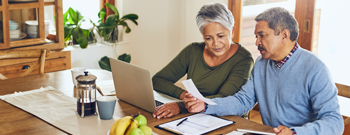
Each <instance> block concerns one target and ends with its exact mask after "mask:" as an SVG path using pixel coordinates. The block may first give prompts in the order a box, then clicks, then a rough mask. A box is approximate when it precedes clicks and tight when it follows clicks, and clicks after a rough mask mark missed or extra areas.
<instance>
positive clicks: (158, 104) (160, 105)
mask: <svg viewBox="0 0 350 135" xmlns="http://www.w3.org/2000/svg"><path fill="white" fill-rule="evenodd" d="M154 101H155V102H156V107H157V106H161V105H163V104H164V103H162V102H160V101H157V100H154Z"/></svg>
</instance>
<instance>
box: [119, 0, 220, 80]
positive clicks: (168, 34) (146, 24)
mask: <svg viewBox="0 0 350 135" xmlns="http://www.w3.org/2000/svg"><path fill="white" fill-rule="evenodd" d="M211 2H222V3H224V4H226V5H227V0H147V1H145V0H124V1H123V2H122V3H123V13H124V14H128V13H136V14H138V15H139V19H138V23H139V25H138V26H135V25H131V30H132V32H131V33H130V34H126V35H124V40H126V41H130V43H129V44H128V45H123V46H118V53H123V52H127V53H130V54H131V56H132V60H131V63H133V64H136V65H139V66H141V67H145V68H147V69H149V70H150V71H151V74H152V75H153V74H155V73H156V72H158V71H159V70H160V69H162V68H163V67H164V66H165V65H166V64H167V63H169V62H170V61H171V60H172V59H173V57H175V56H176V55H177V54H178V53H179V52H180V51H181V50H182V48H183V47H185V46H186V45H188V44H189V43H191V42H200V41H203V38H202V35H201V34H200V32H199V30H198V28H197V25H196V20H195V17H196V15H197V12H198V10H199V9H200V7H201V6H202V5H204V4H207V3H211Z"/></svg>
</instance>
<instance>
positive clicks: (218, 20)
mask: <svg viewBox="0 0 350 135" xmlns="http://www.w3.org/2000/svg"><path fill="white" fill-rule="evenodd" d="M196 20H197V26H198V28H199V30H200V31H201V32H202V30H203V27H204V25H206V24H208V23H212V22H217V23H219V24H221V25H222V26H224V27H225V28H226V29H228V30H229V31H230V32H231V31H232V28H233V26H234V24H235V20H234V18H233V16H232V13H231V11H230V10H228V8H227V6H226V5H225V4H222V3H210V4H206V5H204V6H202V8H201V9H200V10H199V11H198V14H197V17H196Z"/></svg>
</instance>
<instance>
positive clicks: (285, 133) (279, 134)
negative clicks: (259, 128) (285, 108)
mask: <svg viewBox="0 0 350 135" xmlns="http://www.w3.org/2000/svg"><path fill="white" fill-rule="evenodd" d="M273 130H274V131H275V133H276V134H277V135H293V132H292V130H290V129H289V128H288V127H286V126H282V125H279V126H278V127H277V128H273Z"/></svg>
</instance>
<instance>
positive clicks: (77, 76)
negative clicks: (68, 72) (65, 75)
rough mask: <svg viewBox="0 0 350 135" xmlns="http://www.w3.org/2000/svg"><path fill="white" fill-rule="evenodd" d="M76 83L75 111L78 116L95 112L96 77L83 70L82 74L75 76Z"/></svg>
mask: <svg viewBox="0 0 350 135" xmlns="http://www.w3.org/2000/svg"><path fill="white" fill-rule="evenodd" d="M75 79H76V80H77V82H78V84H77V93H76V95H77V113H78V114H79V115H80V117H82V118H83V117H85V116H88V115H95V114H96V83H95V82H96V79H97V77H96V76H94V75H92V74H88V71H84V75H79V76H77V77H76V78H75Z"/></svg>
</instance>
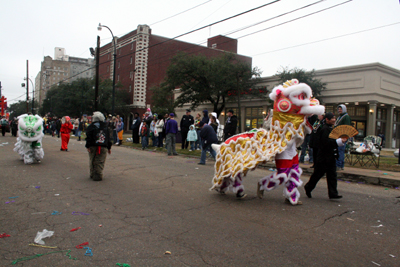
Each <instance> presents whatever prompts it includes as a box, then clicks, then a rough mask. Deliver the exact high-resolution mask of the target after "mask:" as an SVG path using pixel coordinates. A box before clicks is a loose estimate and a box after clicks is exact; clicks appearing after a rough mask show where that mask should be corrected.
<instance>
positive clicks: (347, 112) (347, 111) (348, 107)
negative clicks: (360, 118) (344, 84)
mask: <svg viewBox="0 0 400 267" xmlns="http://www.w3.org/2000/svg"><path fill="white" fill-rule="evenodd" d="M347 114H349V116H350V117H352V116H355V115H356V107H347Z"/></svg>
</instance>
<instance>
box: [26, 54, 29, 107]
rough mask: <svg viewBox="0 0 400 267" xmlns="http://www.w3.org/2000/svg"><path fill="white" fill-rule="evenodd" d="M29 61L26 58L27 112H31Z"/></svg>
mask: <svg viewBox="0 0 400 267" xmlns="http://www.w3.org/2000/svg"><path fill="white" fill-rule="evenodd" d="M28 79H29V61H28V60H26V113H28V112H29V81H28Z"/></svg>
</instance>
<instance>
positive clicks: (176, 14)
mask: <svg viewBox="0 0 400 267" xmlns="http://www.w3.org/2000/svg"><path fill="white" fill-rule="evenodd" d="M211 1H212V0H209V1H206V2H204V3H201V4H199V5H197V6H194V7H191V8H189V9H186V10H184V11H182V12H179V13H176V14H175V15H172V16H170V17H167V18H165V19H162V20H159V21H157V22H154V23H150V25H156V24H157V23H160V22H162V21H165V20H167V19H170V18H173V17H176V16H178V15H180V14H183V13H185V12H187V11H189V10H192V9H195V8H196V7H199V6H202V5H204V4H207V3H208V2H211Z"/></svg>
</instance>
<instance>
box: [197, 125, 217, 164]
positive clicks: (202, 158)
mask: <svg viewBox="0 0 400 267" xmlns="http://www.w3.org/2000/svg"><path fill="white" fill-rule="evenodd" d="M200 128H201V131H200V137H201V143H202V144H201V145H202V147H203V150H202V151H201V156H200V162H199V163H198V164H200V165H205V164H206V154H207V150H209V151H210V153H211V156H213V158H214V159H215V157H216V155H217V153H216V152H215V151H214V150H213V149H212V147H211V145H212V144H217V143H218V138H217V134H216V133H215V131H214V129H213V128H212V127H211V126H210V125H208V124H205V123H204V122H203V121H201V122H200Z"/></svg>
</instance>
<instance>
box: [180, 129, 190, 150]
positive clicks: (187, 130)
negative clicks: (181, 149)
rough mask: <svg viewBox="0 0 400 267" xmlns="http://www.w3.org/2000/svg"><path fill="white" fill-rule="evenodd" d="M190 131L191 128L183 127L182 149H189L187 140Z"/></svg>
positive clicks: (182, 137) (181, 132)
mask: <svg viewBox="0 0 400 267" xmlns="http://www.w3.org/2000/svg"><path fill="white" fill-rule="evenodd" d="M188 132H189V129H182V131H181V134H182V149H187V148H188V146H189V142H188V141H187V140H186V139H187V134H188Z"/></svg>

■ What needs to be done
Wherever the string "coordinates" is found in the listing above, copy the line that contains it.

■ Task answer
Each <instance> block concerns one target and ends with its exact mask after "mask:" as an SVG path using pixel coordinates. The block may first give prompts in the order a box, then clicks, then a rough mask. A box is approximate when it precedes clicks and tight when it follows clicks, and clicks after a rough mask mark missed or extra areas.
Each <instance> presents whatever prompts it includes as a box, then clicks, then a rough mask. Deliver the exact high-resolution mask of the target after "mask:" as an SVG path using pixel coordinates. A box before clicks is a loose estimate and a box after clicks is exact; clicks appearing after a rough mask show where that mask should be corrected.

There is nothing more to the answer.